Start SUPPLIED INFORMATION
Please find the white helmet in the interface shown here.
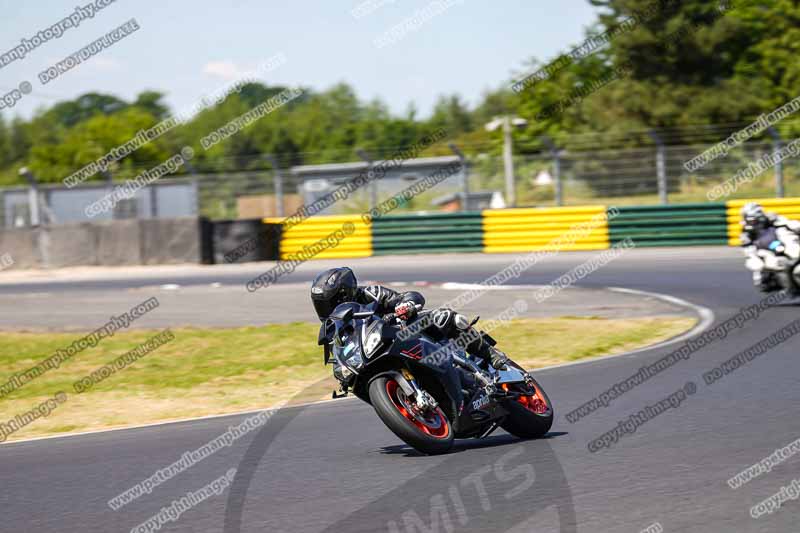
End SUPPLIED INFORMATION
Start SUPPLIED INFORMATION
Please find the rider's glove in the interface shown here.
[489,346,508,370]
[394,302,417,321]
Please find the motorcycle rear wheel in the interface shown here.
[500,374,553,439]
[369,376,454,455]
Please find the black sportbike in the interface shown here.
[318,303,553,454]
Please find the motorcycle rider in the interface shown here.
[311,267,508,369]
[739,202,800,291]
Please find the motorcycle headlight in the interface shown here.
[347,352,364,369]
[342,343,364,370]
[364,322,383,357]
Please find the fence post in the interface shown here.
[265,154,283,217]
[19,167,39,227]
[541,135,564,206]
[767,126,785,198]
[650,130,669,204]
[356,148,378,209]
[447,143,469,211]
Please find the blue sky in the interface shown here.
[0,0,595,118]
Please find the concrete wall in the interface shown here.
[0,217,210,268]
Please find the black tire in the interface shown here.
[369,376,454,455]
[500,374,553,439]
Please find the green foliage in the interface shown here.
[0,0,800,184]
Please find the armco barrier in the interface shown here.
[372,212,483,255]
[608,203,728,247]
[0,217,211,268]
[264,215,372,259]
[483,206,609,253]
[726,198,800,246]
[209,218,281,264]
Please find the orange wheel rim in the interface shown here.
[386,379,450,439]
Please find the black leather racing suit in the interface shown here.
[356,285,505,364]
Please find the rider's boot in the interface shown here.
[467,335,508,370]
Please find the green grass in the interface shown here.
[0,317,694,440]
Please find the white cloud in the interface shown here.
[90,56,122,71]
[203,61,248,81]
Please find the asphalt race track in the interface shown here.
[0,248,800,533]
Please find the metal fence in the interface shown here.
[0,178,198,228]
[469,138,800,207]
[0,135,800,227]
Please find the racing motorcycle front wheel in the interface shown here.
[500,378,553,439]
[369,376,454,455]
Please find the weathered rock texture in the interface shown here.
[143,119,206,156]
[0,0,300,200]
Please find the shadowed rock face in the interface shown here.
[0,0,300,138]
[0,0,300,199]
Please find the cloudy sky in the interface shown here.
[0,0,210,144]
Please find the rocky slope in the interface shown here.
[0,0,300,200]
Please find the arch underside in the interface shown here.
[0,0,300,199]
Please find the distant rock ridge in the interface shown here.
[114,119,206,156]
End SUPPLIED INFORMATION
Start SUPPLIED INFORMATION
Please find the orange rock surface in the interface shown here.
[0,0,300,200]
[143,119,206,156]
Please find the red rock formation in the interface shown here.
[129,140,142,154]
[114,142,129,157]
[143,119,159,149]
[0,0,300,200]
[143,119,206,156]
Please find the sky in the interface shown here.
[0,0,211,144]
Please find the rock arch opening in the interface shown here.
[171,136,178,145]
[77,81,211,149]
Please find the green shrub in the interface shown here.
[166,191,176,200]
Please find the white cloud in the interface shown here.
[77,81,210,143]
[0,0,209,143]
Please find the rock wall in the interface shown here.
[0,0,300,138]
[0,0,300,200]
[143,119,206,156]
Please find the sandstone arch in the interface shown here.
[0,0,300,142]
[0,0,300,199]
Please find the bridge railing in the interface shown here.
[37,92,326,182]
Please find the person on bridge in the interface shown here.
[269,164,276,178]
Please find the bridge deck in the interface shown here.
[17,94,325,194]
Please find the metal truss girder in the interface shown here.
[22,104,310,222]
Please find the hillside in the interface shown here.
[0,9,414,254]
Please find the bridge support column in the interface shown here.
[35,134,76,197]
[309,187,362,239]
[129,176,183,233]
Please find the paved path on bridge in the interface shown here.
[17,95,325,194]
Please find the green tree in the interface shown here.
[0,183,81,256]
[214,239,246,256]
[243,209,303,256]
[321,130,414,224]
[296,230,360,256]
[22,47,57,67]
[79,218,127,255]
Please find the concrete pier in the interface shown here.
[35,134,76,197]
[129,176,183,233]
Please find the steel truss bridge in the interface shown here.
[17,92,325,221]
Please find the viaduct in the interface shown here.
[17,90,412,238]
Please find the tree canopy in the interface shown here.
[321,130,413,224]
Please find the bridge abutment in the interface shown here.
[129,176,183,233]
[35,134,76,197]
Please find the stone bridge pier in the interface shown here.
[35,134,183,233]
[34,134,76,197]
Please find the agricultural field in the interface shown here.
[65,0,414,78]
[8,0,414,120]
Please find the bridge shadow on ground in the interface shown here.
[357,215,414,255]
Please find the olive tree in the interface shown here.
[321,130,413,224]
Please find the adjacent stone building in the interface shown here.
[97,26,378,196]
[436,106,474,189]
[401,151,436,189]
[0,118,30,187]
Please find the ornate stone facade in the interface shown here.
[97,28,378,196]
End SUPPLIED INFORMATION
EXERCISE OBJECTIVE:
Present the part of the records that opens with the line containing "Please find the armco" and closes with the line containing "[114,119,206,156]", including both of those lines, as a Markdown table with the columns Row and Line. Put a row number in Row and the line in Line, and leave out blank lines.

THE COMPLETED TASK:
| Row | Line |
|---|---|
| 1 | Please find the armco barrier in the interface shown here. |
| 2 | [372,212,483,255] |
| 3 | [608,203,728,247] |
| 4 | [0,217,211,268] |
| 5 | [264,215,372,259] |
| 6 | [483,206,609,253] |
| 7 | [726,198,800,246] |
| 8 | [209,218,281,264] |
| 9 | Please find the orange wheel rim in the interface shown here. |
| 10 | [386,379,450,439] |
| 11 | Please find the black leather racing suit in the interface shown here. |
| 12 | [356,285,505,364] |
| 13 | Please find the rider's boot in the interface shown here. |
| 14 | [467,335,508,370] |
| 15 | Please find the green grass in the interface shown here. |
| 16 | [0,317,694,440] |
| 17 | Please find the white cloud in the interface shown here. |
| 18 | [90,56,122,71] |
| 19 | [203,61,248,81] |
| 20 | Please find the asphalt race track in the interface shown here. |
| 21 | [0,248,800,533] |
| 22 | Please find the metal fence in the interface shown here. |
| 23 | [0,178,198,228] |
| 24 | [469,138,800,207] |
| 25 | [0,135,800,227] |
| 26 | Please find the racing motorcycle front wheel in the interface shown here. |
| 27 | [500,378,553,439] |
| 28 | [369,376,454,455] |
| 29 | Please find the weathered rock texture in the interface shown here. |
| 30 | [143,119,206,156] |
| 31 | [0,0,300,200] |
| 32 | Please find the shadowed rock face in the interface shown here. |
| 33 | [0,0,300,138] |
| 34 | [0,0,300,199] |
| 35 | Please find the cloudy sky in the interface shown here. |
| 36 | [0,0,210,144] |
| 37 | Please find the rocky slope in the interface shown here. |
| 38 | [0,0,300,200] |
| 39 | Please find the arch underside in the interface shown here. |
| 40 | [0,0,300,199] |
| 41 | Please find the distant rock ridge in the interface shown here. |
| 42 | [114,119,206,156] |